Work to complete ::
1) Answer these questions about the article on e-commerce bills in Chile and Peru:
(a) In which publication did the article first appear?
(b) Under the Peruvian Ministry of Production's pandemic rules, what minimum share of total sales had to be made online?
(c) According to PayU, by how much did e-commerce operations drop in March 2020 compared with the same month a year earlier?
2) Rewrite the part of the article on e-commerce bills in Chile and Peru that opens with "In the same" and closes with "according to PayU.", putting "delivery network" in place of "logistics".
3) Write the next part of the article on e-commerce bills in Chile and Peru, picking up after its last sentence.

This article was originally published in JOTA on 13 February 2022.
Recently introduced bills in Chile and Peru aimed at regulating e-commerce and certain tech companies have proven controversial, fuelling a negative reaction from civil society organisations and experts. The two proposals address different topics, yet share the commonality of being fundamentally flawed. In Chile, the Digital Platform Regulation Bill Nº 14.561-19 was drafted with the purpose of “balancing the power of some technology companies and citizens”. The text establishes rules that would restrict digital rights, something which civil society organisations have publicly labelled a violation of human rights. Meanwhile in Peru, Bill 415/2021 modifies various articles of the Consumer Protection and Defence Code and if passed, would generate unintended consequences for Peruvian digital development and the adoption of e-commerce, especially for micro, small and medium size enterprises (SMEs) that would face higher costs and entry barriers.
In the same vein, during the pandemic, the Peruvian Ministry of Production enacted stricter regulations which created obstacles for businesses looking to expand into existing online channels. In line with the new regulations, businesses looking to invest in e-commerce needed to ensure that a minimum of 2% of their total sales were made online, furthermore, goods needed to be delivered using their own logistics, meaning third-party delivery services were not allowed. The regulations also limited online sales to the Lima Metropolitan region, therefore omitting 40% of e-commerce activity in other regions. This led to a decrease of 32% in e-commerce operations in March 2020 when compared with same month of the previous year, according to PayU.
As shown by these recent proposals, any premature or knee jerk reaction seeking to regulate companies offering online solutions could harm e-commerce growth and prevent SMEs from expanding into new sales channels. To ensure that there are no unintended consequences when introducing policies seeking to regulate complex business models offering competitive, innovative products and services, policymakers need to act with caution. This is even more important considering the current wave of antitrust investigations sweeping across Europe and US involving large companies and e-commerce. In the face of increased scrutiny by these antitrust agencies, there is an urgent need for Latin American policymakers and regulators to consider the economic impact many of these companies have had on the region, and to examine how e–commerce services integrate and compete with offline retail channels in their own markets.

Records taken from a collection
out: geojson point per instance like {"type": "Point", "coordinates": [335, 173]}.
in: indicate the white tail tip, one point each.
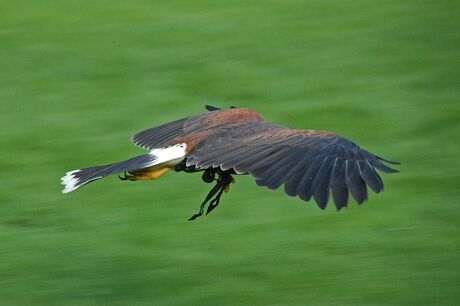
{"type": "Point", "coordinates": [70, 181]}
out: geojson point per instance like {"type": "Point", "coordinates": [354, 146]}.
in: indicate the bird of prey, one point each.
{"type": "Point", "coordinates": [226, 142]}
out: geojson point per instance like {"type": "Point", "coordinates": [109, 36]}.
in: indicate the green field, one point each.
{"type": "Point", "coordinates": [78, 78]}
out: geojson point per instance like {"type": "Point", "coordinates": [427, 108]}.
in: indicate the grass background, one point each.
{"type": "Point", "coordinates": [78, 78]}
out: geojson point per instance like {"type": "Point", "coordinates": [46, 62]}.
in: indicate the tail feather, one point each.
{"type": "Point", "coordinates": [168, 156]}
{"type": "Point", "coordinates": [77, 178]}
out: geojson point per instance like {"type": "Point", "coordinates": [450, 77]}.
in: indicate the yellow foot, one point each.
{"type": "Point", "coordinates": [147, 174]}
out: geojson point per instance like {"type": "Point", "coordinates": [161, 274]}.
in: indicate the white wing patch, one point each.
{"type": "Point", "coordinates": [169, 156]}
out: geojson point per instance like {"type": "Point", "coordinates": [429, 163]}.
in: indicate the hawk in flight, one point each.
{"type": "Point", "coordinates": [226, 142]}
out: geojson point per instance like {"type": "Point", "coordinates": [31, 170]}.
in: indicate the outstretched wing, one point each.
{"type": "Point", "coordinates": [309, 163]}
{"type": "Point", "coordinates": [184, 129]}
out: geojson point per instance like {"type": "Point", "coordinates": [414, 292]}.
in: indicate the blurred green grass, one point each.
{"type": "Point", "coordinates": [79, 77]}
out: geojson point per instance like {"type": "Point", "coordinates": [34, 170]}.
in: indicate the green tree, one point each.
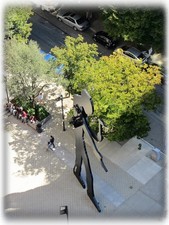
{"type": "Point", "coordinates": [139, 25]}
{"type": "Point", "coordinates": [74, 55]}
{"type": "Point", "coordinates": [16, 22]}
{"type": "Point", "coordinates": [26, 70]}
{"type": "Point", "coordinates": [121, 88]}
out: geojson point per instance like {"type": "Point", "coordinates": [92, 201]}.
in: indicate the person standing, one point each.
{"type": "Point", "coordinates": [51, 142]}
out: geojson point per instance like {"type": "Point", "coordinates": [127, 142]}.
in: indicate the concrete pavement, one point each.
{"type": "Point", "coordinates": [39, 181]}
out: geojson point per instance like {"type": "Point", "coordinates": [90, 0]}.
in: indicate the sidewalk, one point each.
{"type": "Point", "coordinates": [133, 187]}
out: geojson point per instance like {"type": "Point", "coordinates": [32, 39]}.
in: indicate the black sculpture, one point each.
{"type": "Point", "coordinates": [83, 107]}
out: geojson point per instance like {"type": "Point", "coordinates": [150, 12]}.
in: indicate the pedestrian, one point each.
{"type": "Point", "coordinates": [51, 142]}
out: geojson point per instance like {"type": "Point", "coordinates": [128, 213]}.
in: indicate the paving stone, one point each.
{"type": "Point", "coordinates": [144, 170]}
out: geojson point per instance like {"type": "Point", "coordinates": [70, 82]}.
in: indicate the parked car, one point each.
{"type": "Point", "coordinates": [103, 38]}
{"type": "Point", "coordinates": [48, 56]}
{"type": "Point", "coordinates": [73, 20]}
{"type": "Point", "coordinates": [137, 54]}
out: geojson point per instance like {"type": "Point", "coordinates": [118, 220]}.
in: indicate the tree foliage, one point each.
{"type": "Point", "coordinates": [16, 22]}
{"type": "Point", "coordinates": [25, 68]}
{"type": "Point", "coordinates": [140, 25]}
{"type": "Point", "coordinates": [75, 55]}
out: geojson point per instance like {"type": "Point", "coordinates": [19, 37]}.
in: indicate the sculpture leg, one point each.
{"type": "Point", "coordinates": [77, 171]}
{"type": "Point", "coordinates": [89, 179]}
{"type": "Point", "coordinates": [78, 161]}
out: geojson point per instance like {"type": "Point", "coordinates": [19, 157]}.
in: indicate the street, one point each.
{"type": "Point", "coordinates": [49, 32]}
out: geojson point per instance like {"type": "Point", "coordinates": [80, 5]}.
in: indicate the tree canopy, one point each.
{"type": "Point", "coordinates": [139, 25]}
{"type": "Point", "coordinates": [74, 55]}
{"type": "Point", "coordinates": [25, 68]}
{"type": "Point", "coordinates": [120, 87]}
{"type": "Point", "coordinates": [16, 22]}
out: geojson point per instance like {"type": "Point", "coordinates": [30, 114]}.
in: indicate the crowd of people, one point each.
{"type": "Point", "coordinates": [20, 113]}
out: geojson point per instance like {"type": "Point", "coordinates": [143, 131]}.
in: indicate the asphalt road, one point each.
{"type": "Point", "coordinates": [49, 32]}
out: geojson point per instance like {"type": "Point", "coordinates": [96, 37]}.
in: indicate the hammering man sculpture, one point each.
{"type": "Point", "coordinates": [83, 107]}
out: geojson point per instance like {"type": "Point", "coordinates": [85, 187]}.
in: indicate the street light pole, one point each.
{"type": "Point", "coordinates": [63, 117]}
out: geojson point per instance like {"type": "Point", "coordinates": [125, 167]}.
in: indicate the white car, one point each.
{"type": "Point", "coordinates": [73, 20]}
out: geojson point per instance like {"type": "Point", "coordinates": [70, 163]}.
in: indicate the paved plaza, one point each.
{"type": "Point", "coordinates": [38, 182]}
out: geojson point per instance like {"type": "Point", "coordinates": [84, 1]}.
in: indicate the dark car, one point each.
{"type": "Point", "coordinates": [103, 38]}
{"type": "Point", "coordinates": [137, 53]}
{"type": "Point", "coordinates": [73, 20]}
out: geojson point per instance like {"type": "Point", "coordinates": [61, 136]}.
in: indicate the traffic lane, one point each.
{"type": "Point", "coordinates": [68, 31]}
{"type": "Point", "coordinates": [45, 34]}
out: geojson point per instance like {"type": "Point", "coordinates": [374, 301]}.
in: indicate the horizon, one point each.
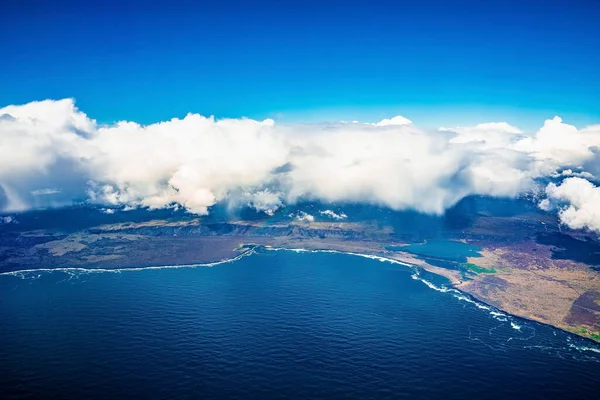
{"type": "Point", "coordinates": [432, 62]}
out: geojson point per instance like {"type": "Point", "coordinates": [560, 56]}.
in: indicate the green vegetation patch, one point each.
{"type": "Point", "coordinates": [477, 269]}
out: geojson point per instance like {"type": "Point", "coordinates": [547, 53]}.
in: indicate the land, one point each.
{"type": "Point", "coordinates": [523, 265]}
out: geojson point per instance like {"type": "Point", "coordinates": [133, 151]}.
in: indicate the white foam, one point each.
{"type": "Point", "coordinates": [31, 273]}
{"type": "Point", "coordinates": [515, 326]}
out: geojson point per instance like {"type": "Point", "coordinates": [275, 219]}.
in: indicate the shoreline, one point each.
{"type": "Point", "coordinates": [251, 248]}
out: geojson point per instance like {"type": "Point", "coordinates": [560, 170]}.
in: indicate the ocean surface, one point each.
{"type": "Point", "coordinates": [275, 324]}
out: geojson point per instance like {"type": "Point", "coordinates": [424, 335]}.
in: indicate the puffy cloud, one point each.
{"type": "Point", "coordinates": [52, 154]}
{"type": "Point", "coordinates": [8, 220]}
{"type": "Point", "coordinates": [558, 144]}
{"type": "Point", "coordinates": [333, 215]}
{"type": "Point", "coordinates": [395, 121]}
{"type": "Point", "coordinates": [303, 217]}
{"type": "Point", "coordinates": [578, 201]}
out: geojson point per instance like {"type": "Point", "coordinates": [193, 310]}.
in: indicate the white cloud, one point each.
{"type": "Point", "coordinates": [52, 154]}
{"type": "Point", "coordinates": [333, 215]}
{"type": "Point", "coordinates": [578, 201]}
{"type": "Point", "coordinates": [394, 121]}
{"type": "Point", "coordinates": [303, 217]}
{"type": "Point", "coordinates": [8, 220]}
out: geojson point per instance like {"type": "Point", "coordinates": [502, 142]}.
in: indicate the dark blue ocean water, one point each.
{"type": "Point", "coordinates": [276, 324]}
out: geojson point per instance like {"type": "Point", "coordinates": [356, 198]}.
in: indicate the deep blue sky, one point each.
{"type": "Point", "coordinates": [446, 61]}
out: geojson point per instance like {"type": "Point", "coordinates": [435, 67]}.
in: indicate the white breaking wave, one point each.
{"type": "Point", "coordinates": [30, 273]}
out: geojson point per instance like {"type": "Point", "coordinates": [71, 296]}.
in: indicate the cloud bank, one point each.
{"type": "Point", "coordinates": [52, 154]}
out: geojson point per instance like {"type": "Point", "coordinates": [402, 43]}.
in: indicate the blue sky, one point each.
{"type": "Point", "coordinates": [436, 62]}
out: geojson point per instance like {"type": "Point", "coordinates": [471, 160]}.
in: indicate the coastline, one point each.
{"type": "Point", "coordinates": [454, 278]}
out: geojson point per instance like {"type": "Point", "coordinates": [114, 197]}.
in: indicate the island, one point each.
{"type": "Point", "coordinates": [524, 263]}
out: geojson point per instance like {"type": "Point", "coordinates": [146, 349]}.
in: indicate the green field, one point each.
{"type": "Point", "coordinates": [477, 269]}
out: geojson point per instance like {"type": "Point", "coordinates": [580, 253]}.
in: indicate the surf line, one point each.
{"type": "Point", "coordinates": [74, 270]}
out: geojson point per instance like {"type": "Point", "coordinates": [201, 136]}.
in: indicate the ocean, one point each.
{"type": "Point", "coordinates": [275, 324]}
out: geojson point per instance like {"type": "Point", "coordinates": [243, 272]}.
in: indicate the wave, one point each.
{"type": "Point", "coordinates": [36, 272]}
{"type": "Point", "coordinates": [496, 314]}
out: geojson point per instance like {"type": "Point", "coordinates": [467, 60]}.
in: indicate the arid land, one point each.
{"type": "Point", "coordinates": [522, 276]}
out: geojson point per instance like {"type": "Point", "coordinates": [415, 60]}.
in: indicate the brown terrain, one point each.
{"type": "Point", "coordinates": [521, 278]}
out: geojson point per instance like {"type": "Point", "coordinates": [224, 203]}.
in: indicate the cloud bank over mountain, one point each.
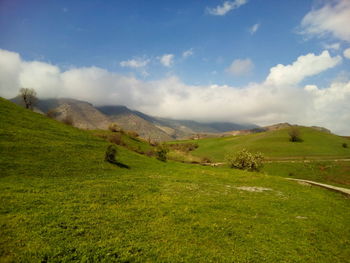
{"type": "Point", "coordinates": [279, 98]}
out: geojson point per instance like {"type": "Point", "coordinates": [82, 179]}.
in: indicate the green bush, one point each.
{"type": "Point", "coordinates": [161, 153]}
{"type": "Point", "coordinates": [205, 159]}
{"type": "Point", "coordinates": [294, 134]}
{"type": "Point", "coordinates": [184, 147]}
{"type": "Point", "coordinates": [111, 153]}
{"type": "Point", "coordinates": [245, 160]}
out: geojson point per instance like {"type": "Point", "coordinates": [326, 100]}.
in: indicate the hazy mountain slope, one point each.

Activity answers ::
1)
(a) JOTA
(b) 2%
(c) 32%

2)
In the same vein, during the pandemic, the Peruvian Ministry of Production enacted stricter regulations which created obstacles for businesses looking to expand into existing online channels. In line with the new regulations, businesses looking to invest in e-commerce needed to ensure that a minimum of 2% of their total sales were made online, furthermore, goods needed to be delivered using their own delivery network, meaning third-party delivery services were not allowed. The regulations also limited online sales to the Lima Metropolitan region, therefore omitting 40% of e-commerce activity in other regions. This led to a decrease of 32% in e-commerce operations in March 2020 when compared with same month of the previous year, according to PayU.

3)
This is particularly necessary considering that retail is one of the most dynamic sectors in the region and, as such, it is a driver of economic growth and innovation. International companies such as Shopee, Walmart and Amazon; big Latin American players such as Mercado Libre and Falabella; and many local retailers reach customers through both offline and online channels. Retailers are often pursuing omnichannel strategies meaning that e-commerce is ultimately just one sales channel within retail, where online-offline solutions complement and compete with each other. Not only this, but Latin American countries are at a very different stage of development and have different market realities than the US and Europe. Despite some growth during the pandemic, e-commerce only accounted for 11% of retail sales in Latin America in 2021, and as social distancing measures and health quarantines are being lifted, e-commerce’s pace has already begun to slow down in the region.
What the region needs are suitable frameworks that are clear enough to avoid legal ambiguity, sufficiently flexible to allow for the growth of e-commerce and adaptable to changing market conditions and businesses models. As well as this, regulations must provide sufficient safeguards to protect businesses and consumers from online fraud, data breaches and cyberattacks. The lack of transversal regulations that guarantee the safety of online transactions, such as cybersecurity or data protection laws, or policies that foster the adoption of electronic and digital payment systems are remaining challenges that need addressing by policymakers in the region.
Through the expansion of new sales channels and coexistence of different business models, e-commerce growth leads to greater competition within the retail sector, a wider range of options of products and marketplaces for both consumers and sellers, increased productivity, regional integration and, ultimately, economic growth. By avoiding the implementation of untested regulations that could curb e-commerce development, the region has a better chance of coming out stronger from the economic crisis triggered by the pandemic. Latin America cannot afford to miss out on this opportunity.